Rewrite all of the entries below, swapping "Markers" for "Points" wherever it occurs and keeping everything else the same.

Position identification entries
Begin

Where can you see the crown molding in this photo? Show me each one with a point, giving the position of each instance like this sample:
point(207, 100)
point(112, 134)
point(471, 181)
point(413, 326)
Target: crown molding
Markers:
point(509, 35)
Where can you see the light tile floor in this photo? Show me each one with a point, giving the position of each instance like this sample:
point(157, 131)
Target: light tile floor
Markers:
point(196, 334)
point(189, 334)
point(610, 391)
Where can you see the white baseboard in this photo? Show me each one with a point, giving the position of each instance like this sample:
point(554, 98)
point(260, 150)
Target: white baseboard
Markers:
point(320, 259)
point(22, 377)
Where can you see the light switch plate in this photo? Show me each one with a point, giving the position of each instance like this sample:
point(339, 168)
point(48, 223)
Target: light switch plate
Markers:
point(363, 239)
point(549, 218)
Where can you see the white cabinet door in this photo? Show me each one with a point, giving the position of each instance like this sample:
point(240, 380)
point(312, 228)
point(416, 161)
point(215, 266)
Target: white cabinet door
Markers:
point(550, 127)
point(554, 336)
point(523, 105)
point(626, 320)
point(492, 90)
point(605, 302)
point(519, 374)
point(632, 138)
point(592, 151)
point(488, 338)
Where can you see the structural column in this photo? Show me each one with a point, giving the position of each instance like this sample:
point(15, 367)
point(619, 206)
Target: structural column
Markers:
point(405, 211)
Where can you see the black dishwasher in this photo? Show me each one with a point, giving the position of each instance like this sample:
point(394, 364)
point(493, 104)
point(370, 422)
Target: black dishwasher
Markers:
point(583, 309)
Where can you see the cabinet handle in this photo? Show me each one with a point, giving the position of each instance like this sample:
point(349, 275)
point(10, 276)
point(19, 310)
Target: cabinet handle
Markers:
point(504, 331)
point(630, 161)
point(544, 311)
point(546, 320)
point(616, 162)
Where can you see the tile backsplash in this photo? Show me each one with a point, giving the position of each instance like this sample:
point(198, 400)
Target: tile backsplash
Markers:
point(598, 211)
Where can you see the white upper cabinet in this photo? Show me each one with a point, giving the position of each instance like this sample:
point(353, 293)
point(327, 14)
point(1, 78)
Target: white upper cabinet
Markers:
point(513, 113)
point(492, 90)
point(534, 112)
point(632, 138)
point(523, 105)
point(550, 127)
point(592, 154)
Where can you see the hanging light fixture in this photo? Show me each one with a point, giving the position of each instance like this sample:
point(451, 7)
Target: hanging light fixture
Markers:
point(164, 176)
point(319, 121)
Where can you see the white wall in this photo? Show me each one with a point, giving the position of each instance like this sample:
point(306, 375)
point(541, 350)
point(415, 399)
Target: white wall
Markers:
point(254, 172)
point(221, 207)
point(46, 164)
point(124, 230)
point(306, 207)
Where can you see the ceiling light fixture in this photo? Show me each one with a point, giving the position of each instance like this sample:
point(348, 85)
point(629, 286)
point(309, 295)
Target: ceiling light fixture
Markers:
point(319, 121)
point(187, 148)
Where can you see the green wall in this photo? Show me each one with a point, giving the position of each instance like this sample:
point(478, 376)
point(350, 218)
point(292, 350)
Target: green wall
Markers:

End

SOLUTION
Where can you see the crown molding in this photo? Show me each one with a point, giving the position of each instance like this sample:
point(207, 100)
point(112, 134)
point(471, 181)
point(413, 326)
Target: crown molding
Points:
point(509, 35)
Where can you see the light tile floor in this photo? Show me each one with a point, giving the position of each instance like this sample:
point(157, 131)
Target: light tile floor
Points:
point(196, 334)
point(189, 334)
point(610, 391)
Where can you see the white baseboard in this photo? Show me each one with a point, giving the position of each instance like this sample:
point(554, 98)
point(260, 150)
Target: white baseboard
Points:
point(320, 259)
point(22, 377)
Where can you see the light switch plate in this photo? Show me each one with a point, giving the position of each instance like this sample:
point(339, 168)
point(48, 223)
Target: light switch plate
Points:
point(363, 239)
point(549, 218)
Where can you see the white cabinet door in this photo? Show me each one with a point, giving the position of each instance like this sample:
point(240, 380)
point(312, 228)
point(416, 161)
point(215, 266)
Target: white cabinet door
Points:
point(550, 127)
point(554, 336)
point(523, 105)
point(626, 320)
point(492, 90)
point(605, 302)
point(519, 374)
point(632, 138)
point(592, 151)
point(488, 338)
Where can you see the structural column in this photo? Show me each one with a point, giving the position of each instance like this sample:
point(15, 367)
point(619, 206)
Target: structural column
Points:
point(405, 211)
Where can you see the black dishwasher in this photo? Show me each one with a point, giving the position of each instance like this sample:
point(394, 364)
point(493, 104)
point(370, 422)
Target: black dishwasher
Points:
point(583, 309)
Where can you see the cabinet handle in this photo? Show me each one with a point, giving the position of each instance like this sample:
point(349, 275)
point(10, 276)
point(19, 310)
Target: cabinet handle
Points:
point(504, 331)
point(630, 161)
point(544, 311)
point(546, 320)
point(616, 162)
Where can you see the tile backsplash in this photo? Show me each one with a point, giving the position of each instance like this sample:
point(198, 400)
Target: tile backsplash
Points:
point(598, 211)
Where can you see the white upper cabinet in this photo? Show me each one with a point, giving the position of each instance like this sample:
point(353, 293)
point(327, 14)
point(1, 78)
Target: white upper cabinet
Points:
point(513, 113)
point(492, 90)
point(534, 112)
point(632, 138)
point(523, 105)
point(550, 127)
point(592, 154)
Where can you see the hanging light fixture in this photo? Show me each one with a point, giving the position of each instance like this sample:
point(451, 7)
Target: hanging light fixture
Points:
point(164, 176)
point(319, 121)
Where can you see the white wall in this photo? Show me each one with a point, giving the position of each instance like this sample:
point(306, 375)
point(541, 350)
point(415, 399)
Target: white wall
Points:
point(254, 172)
point(221, 207)
point(46, 164)
point(124, 230)
point(306, 207)
Where can you see the ceiling light fixture in this photo? Show me each one with a point, giving the position of each instance like this sample:
point(348, 85)
point(629, 286)
point(309, 295)
Target: ceiling light fixture
Points:
point(319, 121)
point(187, 148)
Where can you see the green wall in this photo? Show me each one with a point, giving the position of each instance like this sample:
point(478, 376)
point(350, 218)
point(292, 350)
Target: green wall
Points:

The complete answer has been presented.